== Set exercise 1 ==
Reproduce the Aberhart campaign text word for word, starting with "On the eve of" and going on through "1938 after all.".
== Set exercise 2 ==
In the Aberhart campaign text, how many seats did the Co-operative Commonwealth Federation win when it formed the official opposition?

== Reading text ==
>>>

John Hugill, a former Social Credit Attorney General who had become an outspoken critic of Mr. Aberhart, said in May 1938 that the Alberta Premier “visualizes being the dominant force in the political life of Western Canada as a stepping stone to becoming the Hitler of Canada.”
On the eve of the election, Mr. Aberhart is reported to have spoken to a rally of 5,000 people in the Town of Melville. The rally was policed by party activists, wearing official Social Credit armbands, who tossed out protesters from the event. It is unclear if the armbands were accompanied by official party uniforms. This was 1938 after all.
“Mr. Aberhart and his government are a peril to the people of Alberta. Not only is he a threat to Alberta, but his actions coming into Saskatchewan and disrupting the affairs of neighbouring province has been a menace to Canadian unity,” J.T. Shaw told The Leader-Post in June 1938. Mr. Shaw was a Knight of Columbus who traveled from Calgary to campaign against the spread of the Social Credit menace in Saskatchewan.
On June 6, the Kerrobert League for Democracy, based in the town of Kerrobert, sent a telegram to the chairman of the Canadian Broadcasting Corporation asking him to stop Mr. Aberhart’s radio broadcasts into Saskatchewan. “The law prohibits radio broadcasting of political propaganda for certain periods before election days,” the League wrote. “…Premier Aberhart of Alberta took unsportsmanlike advantage of situation by broadcasting his propaganda against Saskatchewan opponents from Calgary Prophetic Bible Institute Sunday…”
Mr. Aberhart earned his nickname, “Bible Bill” from his weekly Christian radio sermons broadcast from the Calgary Prophetic Bible Institute in downtown Calgary.
Despite his best efforts, Mr. Aberhart’s Social Credit invasion of Saskatchewan was repelled. The Liberal Party led by Premier William Patterson was re-elected with a reduced majority of 38 seats and the Co-operative Commonwealth Federation formed official opposition with 10 seats. The Social Credit Party earned only 15.9 percent of the vote and elected two MLAs.

<<<

[Object position labeling entries]
>>>

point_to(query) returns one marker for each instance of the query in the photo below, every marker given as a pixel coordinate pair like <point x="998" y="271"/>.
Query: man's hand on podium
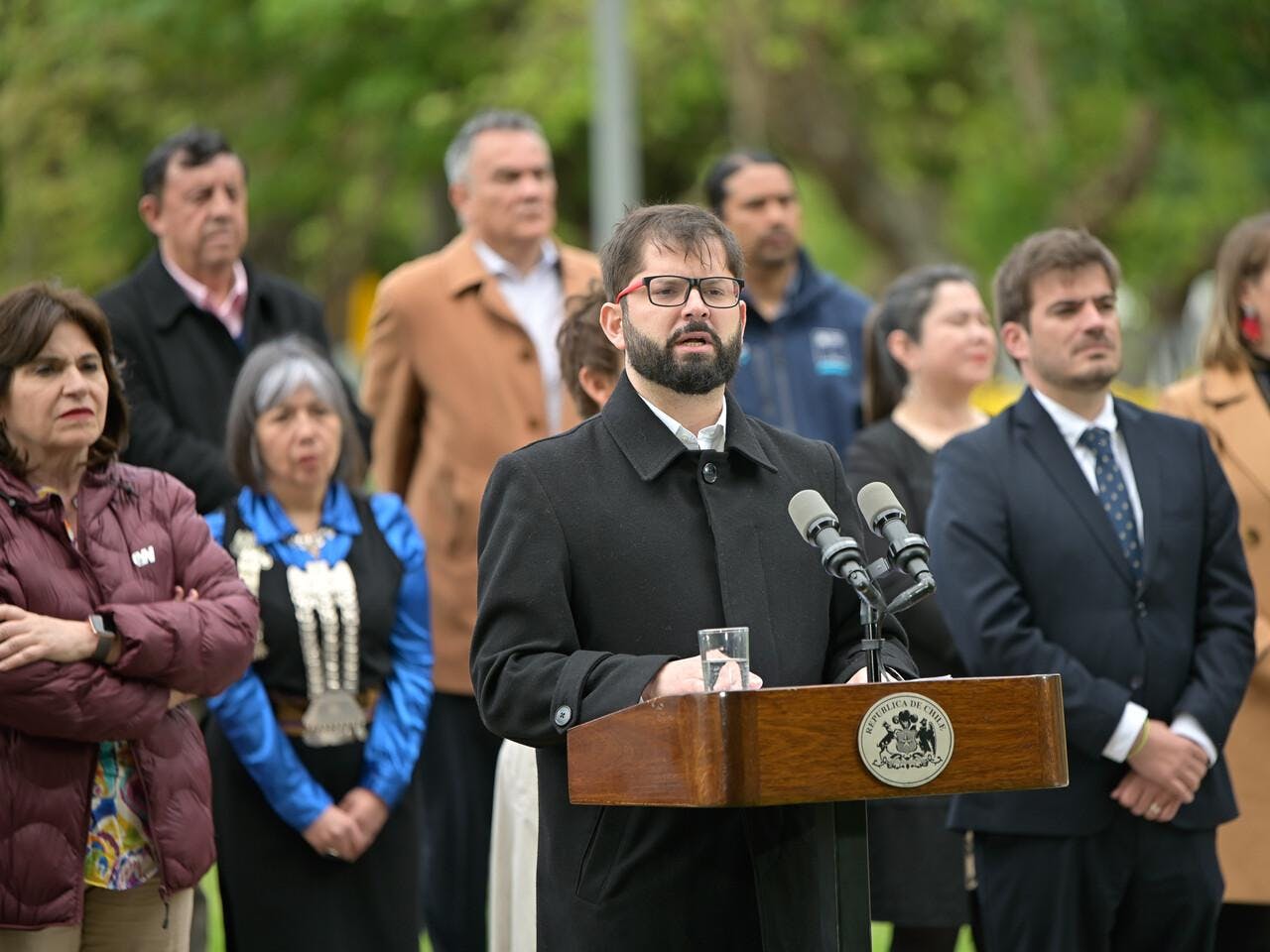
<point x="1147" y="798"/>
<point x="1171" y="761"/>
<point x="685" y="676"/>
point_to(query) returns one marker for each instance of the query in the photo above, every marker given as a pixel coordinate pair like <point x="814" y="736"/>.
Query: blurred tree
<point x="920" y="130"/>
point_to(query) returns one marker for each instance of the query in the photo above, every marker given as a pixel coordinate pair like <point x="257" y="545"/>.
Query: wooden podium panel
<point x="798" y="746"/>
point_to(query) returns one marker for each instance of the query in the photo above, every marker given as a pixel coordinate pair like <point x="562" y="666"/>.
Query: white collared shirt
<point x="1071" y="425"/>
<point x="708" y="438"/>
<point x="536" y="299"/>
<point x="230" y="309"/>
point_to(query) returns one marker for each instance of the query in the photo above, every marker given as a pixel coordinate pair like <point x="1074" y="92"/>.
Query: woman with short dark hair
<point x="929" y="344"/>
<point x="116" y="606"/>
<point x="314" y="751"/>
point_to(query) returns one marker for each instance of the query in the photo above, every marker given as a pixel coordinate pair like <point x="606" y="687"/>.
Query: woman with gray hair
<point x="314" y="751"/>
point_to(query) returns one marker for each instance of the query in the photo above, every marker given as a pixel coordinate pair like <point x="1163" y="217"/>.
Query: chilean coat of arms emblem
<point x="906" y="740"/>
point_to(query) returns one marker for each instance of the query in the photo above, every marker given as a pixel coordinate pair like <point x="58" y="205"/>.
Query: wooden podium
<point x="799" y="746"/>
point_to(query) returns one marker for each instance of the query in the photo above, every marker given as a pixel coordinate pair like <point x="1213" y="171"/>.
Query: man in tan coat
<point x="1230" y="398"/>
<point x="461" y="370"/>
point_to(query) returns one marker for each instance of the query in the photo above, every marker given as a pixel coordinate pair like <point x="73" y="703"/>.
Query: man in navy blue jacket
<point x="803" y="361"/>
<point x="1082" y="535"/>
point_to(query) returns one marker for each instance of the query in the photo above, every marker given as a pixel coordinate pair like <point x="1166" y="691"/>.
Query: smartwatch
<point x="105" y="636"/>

<<<

== Correct response 1 ==
On the eve of the election, Mr. Aberhart is reported to have spoken to a rally of 5,000 people in the Town of Melville. The rally was policed by party activists, wearing official Social Credit armbands, who tossed out protesters from the event. It is unclear if the armbands were accompanied by official party uniforms. This was 1938 after all.

== Correct response 2 ==
10 seats